■ Tareas:
(1) Indica si cada afirmación coincide con el fragmento sobre los bombardeos y responde sí o no, citando literalmente las palabras que lo deciden: (a) En el libro de Sebald se cuenta que los aliados tomaron como objetivo 131 ciudades alemanas. (b) El capitán Carlos Alegría se pasa del bando republicano al franquista. (c) Según el fragmento, no se conocían las consecuencias de las bombas atómicas.
(2) Transcribe sin cambios el fragmento sobre los bombardeos entre "Vásquez me había" y "personas sin hogar.", ambos incluidos.

■ Fragmento proporcionado:
################

Vásquez me había metido en uno de esos laberintos de ficción que tan
magistralmente compone en sus novelas, una especie de distopía del horror, pues
no daba crédito a lo que estaba leyendo. ¡La destrucción total de dos ciudades
por el solo motivo de la disuasión! Ya había leído en la también estremecedora
‘Historia natural de la destrucción’ de W. G. Sebald cómo los bombardeos de los
aliados habían tomado como objetivo 131 ciudades alemanas para lanzar
indiscriminadamente su arsenal de muerte; resultado: unos seiscientos mil
civiles alemanes muertos, ciudades arrasadas y millones de personas sin hogar.
Y todo esto me hace recordar que en el hermoso libro ‘Los girasoles ciegos’, en
su primer relato, el capitán Carlos Alegría se pasa el último día de la Guerra
Civil española del bando franquista al republicano porque el vencedor no quería
realmente ganar la guerra, sino aniquilar al enemigo. Ya sabemos lo que
significa una guerra, lo hemos visto por desgracia demasiadas veces en la
televisión, y el siglo pasado nos da ejemplos memorables de ello, desde sus
inicios hasta el mismo fin de la centuria. Las bombas atómicas, como los
bombardeos sobre población civil no hacen más que confirmar lo que sentía el
heroico, el derrotado, el vencido capitán Alegría. Se pudieron haber evitado,
se sabían perfectamente las terribles consecuencias y a pesar de ello se
lanzaron. No hay honor, no hay gloria en
los vencedores, solo desolación y vergüenza. José López Romero.

################

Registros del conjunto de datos
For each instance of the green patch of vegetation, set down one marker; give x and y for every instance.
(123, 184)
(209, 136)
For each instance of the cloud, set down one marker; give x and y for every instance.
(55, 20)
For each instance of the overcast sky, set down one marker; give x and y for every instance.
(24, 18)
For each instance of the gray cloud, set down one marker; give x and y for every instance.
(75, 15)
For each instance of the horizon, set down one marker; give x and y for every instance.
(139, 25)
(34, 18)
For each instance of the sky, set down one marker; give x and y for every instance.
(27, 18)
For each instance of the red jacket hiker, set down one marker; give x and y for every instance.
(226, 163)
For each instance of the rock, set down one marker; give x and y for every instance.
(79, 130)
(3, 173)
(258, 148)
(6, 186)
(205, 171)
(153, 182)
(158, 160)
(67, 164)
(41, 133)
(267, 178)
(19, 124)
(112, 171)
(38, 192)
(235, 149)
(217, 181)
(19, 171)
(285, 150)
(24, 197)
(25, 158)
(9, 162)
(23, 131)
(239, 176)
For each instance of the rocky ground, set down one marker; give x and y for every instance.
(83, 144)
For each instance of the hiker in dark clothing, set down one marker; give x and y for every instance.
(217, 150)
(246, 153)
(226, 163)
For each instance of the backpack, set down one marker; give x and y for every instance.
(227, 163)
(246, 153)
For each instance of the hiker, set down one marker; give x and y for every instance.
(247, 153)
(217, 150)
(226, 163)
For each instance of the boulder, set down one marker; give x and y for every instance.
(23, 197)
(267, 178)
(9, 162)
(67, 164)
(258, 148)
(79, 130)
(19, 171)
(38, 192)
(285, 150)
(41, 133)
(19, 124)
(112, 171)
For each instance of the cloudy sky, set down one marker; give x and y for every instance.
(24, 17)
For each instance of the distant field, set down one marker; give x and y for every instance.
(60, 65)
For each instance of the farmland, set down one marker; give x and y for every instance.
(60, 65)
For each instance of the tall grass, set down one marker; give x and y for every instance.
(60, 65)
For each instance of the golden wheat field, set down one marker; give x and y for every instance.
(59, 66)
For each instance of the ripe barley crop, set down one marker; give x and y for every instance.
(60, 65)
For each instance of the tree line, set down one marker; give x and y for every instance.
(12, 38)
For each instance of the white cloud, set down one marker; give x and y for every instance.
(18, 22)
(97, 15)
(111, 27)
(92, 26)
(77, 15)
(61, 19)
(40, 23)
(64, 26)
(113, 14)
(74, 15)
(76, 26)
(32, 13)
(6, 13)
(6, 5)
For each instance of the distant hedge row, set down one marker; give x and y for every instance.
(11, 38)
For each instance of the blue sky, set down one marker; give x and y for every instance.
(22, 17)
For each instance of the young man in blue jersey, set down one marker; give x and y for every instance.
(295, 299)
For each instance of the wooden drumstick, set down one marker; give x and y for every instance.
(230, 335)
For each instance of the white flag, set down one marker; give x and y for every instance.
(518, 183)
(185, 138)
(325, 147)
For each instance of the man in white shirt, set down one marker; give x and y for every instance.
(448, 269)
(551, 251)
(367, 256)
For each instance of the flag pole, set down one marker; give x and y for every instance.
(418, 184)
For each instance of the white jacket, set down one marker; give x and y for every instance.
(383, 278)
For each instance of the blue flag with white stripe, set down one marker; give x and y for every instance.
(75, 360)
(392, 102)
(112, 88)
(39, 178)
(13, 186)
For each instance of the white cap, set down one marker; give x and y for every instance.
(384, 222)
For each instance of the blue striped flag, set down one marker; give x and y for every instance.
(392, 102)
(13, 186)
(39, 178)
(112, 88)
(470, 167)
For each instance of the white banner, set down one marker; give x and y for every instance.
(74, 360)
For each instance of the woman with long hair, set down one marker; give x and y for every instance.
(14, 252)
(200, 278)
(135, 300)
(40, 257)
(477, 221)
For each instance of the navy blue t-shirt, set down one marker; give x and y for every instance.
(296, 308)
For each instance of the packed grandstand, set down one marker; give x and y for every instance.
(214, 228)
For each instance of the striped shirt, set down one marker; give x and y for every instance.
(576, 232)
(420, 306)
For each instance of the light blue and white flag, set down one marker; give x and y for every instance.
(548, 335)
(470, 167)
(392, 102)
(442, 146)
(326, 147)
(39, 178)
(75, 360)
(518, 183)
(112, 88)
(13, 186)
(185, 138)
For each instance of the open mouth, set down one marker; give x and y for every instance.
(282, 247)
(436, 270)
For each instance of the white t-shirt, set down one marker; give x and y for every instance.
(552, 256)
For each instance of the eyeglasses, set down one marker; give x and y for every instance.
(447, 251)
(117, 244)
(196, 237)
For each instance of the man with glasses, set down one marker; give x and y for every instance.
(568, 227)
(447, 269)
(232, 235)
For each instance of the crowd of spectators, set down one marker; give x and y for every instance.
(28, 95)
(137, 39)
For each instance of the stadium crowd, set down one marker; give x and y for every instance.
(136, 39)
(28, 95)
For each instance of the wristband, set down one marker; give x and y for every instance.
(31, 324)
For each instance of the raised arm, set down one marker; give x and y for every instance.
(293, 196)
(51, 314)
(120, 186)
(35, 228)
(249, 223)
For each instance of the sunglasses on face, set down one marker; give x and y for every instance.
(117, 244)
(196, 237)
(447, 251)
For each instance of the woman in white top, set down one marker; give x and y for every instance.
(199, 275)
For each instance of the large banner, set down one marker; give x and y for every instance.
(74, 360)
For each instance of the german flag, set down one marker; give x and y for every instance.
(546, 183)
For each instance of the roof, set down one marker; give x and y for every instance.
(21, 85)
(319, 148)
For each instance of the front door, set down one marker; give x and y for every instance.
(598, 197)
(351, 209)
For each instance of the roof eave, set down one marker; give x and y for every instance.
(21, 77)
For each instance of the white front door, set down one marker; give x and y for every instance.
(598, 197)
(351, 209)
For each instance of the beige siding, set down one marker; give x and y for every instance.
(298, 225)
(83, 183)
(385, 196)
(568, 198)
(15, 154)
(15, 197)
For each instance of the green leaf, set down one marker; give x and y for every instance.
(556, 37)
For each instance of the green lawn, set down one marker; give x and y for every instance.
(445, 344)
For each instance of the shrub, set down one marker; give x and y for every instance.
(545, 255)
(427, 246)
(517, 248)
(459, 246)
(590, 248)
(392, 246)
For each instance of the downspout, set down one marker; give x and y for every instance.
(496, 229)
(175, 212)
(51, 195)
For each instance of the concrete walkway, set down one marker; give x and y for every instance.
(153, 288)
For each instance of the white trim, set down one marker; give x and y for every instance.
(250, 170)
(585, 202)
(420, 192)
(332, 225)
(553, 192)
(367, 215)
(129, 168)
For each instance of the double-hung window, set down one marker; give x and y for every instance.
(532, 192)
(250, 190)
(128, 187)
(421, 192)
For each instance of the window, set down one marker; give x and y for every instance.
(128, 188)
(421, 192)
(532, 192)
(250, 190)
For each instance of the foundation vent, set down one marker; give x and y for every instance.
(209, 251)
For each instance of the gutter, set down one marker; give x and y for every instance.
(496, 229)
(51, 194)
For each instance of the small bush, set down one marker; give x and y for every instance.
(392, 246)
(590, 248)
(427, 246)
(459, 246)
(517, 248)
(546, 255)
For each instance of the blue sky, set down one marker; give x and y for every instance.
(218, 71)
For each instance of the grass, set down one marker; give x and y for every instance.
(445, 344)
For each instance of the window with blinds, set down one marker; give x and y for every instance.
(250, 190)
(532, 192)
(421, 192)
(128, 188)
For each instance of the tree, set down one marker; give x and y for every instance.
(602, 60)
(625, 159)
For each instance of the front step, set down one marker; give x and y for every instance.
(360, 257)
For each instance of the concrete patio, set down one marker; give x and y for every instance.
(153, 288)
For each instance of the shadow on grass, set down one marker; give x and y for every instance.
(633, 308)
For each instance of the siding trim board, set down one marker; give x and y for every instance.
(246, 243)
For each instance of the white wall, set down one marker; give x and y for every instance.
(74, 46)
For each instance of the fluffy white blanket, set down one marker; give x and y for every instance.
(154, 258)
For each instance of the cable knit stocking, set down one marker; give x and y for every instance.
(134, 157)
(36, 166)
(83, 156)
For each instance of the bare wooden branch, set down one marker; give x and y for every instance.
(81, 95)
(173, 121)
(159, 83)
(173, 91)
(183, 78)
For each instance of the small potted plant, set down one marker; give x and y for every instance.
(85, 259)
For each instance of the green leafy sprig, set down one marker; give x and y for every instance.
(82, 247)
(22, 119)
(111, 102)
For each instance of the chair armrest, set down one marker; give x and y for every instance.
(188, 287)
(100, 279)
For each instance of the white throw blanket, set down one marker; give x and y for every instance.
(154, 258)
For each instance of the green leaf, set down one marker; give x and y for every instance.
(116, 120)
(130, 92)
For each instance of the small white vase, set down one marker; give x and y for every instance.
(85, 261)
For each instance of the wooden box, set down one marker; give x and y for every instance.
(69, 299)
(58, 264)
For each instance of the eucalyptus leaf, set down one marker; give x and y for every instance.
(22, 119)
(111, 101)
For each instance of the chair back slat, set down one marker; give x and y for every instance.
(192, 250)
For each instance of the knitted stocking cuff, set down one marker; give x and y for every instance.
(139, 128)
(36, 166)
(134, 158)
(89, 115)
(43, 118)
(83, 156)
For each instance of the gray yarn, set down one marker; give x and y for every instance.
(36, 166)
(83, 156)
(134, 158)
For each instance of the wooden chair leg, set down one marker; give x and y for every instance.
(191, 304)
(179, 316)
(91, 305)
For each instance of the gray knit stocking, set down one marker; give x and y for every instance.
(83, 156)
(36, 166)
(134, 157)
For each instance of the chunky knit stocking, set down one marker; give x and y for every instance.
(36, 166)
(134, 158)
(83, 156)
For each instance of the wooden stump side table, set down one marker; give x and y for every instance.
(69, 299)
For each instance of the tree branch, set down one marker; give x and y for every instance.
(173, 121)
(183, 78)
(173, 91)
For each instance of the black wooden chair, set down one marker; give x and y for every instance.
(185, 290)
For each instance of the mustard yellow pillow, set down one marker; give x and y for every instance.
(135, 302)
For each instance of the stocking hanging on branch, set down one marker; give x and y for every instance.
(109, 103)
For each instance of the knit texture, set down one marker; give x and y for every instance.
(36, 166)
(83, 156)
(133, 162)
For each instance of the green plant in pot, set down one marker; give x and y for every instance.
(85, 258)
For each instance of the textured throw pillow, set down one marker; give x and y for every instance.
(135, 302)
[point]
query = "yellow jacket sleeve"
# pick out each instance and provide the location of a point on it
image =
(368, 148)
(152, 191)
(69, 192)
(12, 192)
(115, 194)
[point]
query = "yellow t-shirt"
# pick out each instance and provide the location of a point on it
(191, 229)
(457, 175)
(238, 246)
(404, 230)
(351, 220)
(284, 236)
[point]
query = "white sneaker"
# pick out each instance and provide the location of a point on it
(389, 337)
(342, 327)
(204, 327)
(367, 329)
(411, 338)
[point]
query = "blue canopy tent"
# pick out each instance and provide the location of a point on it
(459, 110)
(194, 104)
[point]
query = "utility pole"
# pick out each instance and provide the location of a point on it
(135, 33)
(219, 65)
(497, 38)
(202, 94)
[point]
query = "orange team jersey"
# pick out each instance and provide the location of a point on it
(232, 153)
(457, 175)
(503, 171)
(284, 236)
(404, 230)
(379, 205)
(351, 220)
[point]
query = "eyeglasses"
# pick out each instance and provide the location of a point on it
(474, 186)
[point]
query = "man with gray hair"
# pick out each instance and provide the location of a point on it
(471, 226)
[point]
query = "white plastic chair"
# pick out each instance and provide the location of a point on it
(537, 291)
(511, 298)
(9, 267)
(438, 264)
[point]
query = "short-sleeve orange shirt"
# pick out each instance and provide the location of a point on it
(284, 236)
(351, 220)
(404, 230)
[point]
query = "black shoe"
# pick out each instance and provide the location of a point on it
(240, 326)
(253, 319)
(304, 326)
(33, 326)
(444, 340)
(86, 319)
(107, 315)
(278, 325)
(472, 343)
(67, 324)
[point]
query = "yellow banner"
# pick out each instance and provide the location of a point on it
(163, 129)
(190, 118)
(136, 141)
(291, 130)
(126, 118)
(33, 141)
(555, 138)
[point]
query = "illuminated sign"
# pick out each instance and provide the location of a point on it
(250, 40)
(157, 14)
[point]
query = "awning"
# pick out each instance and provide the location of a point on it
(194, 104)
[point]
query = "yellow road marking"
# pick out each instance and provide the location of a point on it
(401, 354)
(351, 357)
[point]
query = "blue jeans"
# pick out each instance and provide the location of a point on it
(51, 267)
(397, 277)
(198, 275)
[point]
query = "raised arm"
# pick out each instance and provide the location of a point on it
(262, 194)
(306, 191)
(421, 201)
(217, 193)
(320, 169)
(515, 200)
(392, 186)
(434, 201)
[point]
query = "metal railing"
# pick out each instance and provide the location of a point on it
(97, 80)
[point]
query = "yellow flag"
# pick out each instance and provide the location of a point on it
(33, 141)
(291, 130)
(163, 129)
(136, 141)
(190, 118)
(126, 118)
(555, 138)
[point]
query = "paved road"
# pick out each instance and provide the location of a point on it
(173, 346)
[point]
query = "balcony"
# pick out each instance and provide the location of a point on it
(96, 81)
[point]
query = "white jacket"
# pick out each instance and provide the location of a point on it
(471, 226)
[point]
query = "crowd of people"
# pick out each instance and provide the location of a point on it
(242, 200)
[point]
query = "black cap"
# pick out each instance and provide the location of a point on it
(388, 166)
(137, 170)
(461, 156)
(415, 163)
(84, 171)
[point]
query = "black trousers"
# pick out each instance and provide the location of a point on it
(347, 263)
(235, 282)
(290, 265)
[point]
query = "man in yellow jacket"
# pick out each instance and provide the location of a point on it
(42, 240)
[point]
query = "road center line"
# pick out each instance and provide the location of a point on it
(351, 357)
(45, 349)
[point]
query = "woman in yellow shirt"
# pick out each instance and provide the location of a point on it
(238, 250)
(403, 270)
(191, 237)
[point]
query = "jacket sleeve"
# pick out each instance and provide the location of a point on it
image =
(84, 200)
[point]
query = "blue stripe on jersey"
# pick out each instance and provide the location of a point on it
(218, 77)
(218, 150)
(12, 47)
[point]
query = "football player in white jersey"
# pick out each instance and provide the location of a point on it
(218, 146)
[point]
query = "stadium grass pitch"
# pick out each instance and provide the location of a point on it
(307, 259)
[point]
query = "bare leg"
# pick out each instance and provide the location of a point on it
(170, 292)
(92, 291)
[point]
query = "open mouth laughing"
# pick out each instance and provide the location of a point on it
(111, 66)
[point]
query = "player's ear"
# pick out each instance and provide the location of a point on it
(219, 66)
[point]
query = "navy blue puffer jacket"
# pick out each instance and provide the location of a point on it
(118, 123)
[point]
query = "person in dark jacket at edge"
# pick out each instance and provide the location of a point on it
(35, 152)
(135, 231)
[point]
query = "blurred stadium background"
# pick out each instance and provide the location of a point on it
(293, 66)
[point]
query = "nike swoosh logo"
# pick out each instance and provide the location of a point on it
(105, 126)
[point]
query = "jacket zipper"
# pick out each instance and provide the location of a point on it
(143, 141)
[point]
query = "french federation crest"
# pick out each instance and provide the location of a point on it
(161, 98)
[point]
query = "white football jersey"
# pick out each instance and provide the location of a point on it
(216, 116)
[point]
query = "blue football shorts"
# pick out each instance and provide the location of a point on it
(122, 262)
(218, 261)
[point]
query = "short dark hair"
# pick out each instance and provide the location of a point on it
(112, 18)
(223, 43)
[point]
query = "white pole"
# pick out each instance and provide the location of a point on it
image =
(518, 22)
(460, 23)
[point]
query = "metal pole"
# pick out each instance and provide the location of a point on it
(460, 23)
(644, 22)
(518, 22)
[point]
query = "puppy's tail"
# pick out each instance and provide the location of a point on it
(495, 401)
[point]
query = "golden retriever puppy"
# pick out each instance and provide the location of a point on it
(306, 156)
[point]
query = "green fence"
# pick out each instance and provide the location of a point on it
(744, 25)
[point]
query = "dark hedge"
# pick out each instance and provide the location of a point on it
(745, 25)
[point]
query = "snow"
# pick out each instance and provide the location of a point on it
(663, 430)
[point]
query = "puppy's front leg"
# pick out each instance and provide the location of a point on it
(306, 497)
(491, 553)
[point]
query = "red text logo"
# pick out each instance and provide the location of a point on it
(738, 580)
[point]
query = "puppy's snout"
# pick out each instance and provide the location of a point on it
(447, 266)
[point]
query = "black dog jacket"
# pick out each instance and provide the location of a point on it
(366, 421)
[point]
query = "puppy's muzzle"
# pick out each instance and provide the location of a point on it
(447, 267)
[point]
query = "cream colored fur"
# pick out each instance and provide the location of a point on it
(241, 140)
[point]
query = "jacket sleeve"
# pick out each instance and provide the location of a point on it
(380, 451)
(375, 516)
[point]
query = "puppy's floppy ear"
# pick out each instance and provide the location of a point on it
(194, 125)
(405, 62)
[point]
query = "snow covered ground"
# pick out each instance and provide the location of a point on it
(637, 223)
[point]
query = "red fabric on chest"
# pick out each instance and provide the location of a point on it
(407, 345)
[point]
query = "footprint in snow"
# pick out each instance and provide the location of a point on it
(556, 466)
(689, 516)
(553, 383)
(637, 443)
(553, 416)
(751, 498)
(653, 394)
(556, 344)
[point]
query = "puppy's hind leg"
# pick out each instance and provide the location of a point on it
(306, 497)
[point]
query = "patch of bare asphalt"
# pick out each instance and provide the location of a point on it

################

■ Respuestas resueltas:
(1)
(a) Sí: "los bombardeos de los aliados habían tomado como objetivo 131 ciudades alemanas".
(b) No: "se pasa el último día de la Guerra Civil española del bando franquista al republicano".
(c) No: "se sabían perfectamente las terribles consecuencias".

(2)
Vásquez me había metido en uno de esos laberintos de ficción que tan
magistralmente compone en sus novelas, una especie de distopía del horror, pues
no daba crédito a lo que estaba leyendo. ¡La destrucción total de dos ciudades
por el solo motivo de la disuasión! Ya había leído en la también estremecedora
‘Historia natural de la destrucción’ de W. G. Sebald cómo los bombardeos de los
aliados habían tomado como objetivo 131 ciudades alemanas para lanzar
indiscriminadamente su arsenal de muerte; resultado: unos seiscientos mil
civiles alemanes muertos, ciudades arrasadas y millones de personas sin hogar.